Exercise directions:
Every line of the data that contains the string "abdomen" must be copied.

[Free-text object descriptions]

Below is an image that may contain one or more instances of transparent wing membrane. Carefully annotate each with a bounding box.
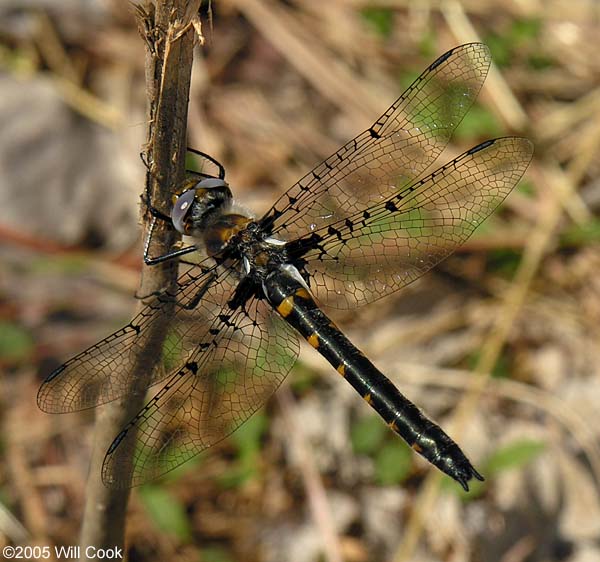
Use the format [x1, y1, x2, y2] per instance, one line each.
[261, 43, 491, 240]
[102, 297, 299, 488]
[38, 260, 230, 413]
[296, 137, 533, 309]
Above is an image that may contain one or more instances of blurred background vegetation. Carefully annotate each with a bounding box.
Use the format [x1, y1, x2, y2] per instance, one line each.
[1, 1, 600, 561]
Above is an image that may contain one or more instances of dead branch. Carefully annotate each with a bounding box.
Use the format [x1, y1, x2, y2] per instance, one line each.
[78, 0, 199, 555]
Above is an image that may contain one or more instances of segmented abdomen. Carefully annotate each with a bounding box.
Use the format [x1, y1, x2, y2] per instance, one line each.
[263, 266, 483, 491]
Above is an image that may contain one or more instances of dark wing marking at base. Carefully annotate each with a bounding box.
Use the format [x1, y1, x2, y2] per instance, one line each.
[37, 259, 234, 413]
[290, 137, 533, 309]
[260, 43, 491, 241]
[101, 292, 300, 488]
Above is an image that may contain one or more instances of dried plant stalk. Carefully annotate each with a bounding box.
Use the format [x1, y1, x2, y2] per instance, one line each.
[79, 0, 199, 554]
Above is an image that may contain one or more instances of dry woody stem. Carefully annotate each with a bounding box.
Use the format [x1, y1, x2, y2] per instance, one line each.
[78, 0, 199, 555]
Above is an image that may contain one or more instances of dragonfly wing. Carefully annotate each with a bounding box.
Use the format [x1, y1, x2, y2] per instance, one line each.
[289, 137, 533, 308]
[37, 259, 237, 413]
[101, 292, 300, 488]
[260, 43, 491, 240]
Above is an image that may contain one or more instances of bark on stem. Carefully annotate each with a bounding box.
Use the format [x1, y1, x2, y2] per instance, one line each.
[79, 1, 200, 556]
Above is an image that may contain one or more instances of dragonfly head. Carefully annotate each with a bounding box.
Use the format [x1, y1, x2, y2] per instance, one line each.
[172, 178, 232, 234]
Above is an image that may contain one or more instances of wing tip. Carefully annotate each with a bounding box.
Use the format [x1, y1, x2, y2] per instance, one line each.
[467, 136, 534, 162]
[429, 42, 491, 72]
[37, 365, 67, 413]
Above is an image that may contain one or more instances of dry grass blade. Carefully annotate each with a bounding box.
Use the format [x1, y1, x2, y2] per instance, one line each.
[31, 11, 123, 128]
[277, 388, 344, 562]
[441, 0, 529, 131]
[385, 364, 600, 483]
[235, 0, 385, 126]
[534, 88, 600, 143]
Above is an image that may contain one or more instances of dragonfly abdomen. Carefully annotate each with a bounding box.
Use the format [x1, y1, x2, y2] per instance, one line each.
[263, 266, 483, 491]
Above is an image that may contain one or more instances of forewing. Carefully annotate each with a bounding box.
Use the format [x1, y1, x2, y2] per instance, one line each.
[292, 137, 533, 308]
[260, 43, 491, 240]
[101, 293, 300, 488]
[37, 259, 234, 413]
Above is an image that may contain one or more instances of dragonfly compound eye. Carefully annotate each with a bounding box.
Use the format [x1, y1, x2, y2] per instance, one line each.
[171, 188, 197, 233]
[195, 179, 233, 209]
[172, 178, 233, 234]
[195, 178, 229, 190]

Solution to this exercise:
Above is an image that may contain one or more instances of segmented abdomen. Carefully annotate each with a bounding box.
Above is an image that may contain one or more instances of dragonfly abdomen. Carefully annotate each with a bounding box.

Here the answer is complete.